Sean Stipp | Tribune-Review
A crew from Casoni's Garage uses a tractor to pull a car from high water as a result of flash flooding at Superior Motors used car lot on First Street in Sutersville on May 29, 2014.
Sean Stipp | Tribune-Review
The Sutersville basement bedroom of Katy Todaro was destroyed as result of a flash flood. The water was approximately 3 feet high before it receded.
Sean Stipp | Tribune-Review
Katy Todaro attempts to salvage personal belongings that were damaged as a result of flash flood in Sutersville on May 29, 2014. Todaro, who lives with her parents, was at work when the flooding occurred.

John Rack spent Thursday trying to scoop up the sticky mud that flood waters left behind Thursday at his Sutersville used car business.

“It never did this in my 16 years of working here,” said Rack, whose Superior Motors lot was left submerged in about 2 12 feet of water when Little Sewickley Creek overflowed its banks during a storm on Wednesday.

Rack said he lost about 21 vehicles in the flood.

Businesses between Sutersville and Lowber remained closed for cleanup as residents tried to salvage furniture and personal items from the water and muck.

[Items listed in a dataset]
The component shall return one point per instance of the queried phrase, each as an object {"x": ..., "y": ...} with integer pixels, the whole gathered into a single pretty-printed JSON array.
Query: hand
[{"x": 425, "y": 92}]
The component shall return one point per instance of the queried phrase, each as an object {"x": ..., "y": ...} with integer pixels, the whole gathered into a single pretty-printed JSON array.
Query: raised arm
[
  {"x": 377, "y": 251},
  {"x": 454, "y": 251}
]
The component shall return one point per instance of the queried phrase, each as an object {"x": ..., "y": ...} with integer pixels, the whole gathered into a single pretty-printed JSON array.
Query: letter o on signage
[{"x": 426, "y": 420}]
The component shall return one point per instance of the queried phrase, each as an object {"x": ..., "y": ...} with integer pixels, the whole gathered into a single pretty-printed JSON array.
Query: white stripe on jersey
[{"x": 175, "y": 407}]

TASK LIST:
• 1. Name every person identified by name in the Sutersville flood report.
• 2. Continue the Sutersville flood report from after its final sentence.
The entries play no part in the work here.

PER-TASK OUTPUTS:
• 1. Sean Stipp, Katy Todaro, John Rack

• 2.
Jim and Jess Huston have lived next door to Superior Motors for five years in a home Jess' grandfather built 60 years ago.

“This never happened here before,” Jess Huston said.

The Hustons' basement flooded, destroying carpeting and their three children's toys.

The flood caused a gas leak, which nearly forced the Hustons to evacuate, like the two other families who live along Rear First Street. Fortunately, Columbia Gas quickly repaired the problem, Jim Huston said.

The American Red Cross brought the family brooms, bleach and other cleaning supplies to deal with the mess, he said.

“We're providing temporary shelter for those two (displaced) families,” said Kevin Brown, spokesman for the Westmoreland-Armstrong Chapter of the American Red Cross. “(Damage at) the other homes, most of them along First Street, was not serious enough to dislodge the residents, but we are providing them with some cleanup kits.”

Among them were Sherry McLay and her family. Water flooded the basement, destroying her daughter's bedroom.

“Water just kept coming in,” McLay said. “It was a freak of nature. The way it came, I was just scared.”

McLay said friends helped with the cleanup, but it will take weeks of work to get her home back to normal.

The Hustons have already turned their concerns to the next storm because of chronic backups, they said.

“I hope they clean out the rocks blocking up the creek,” Jess Huston said.

Paul Rupnik Jr., Sewickley Township emergency management agency director, said stormwater running off hillsides was a bigger problem than the creek overflowing.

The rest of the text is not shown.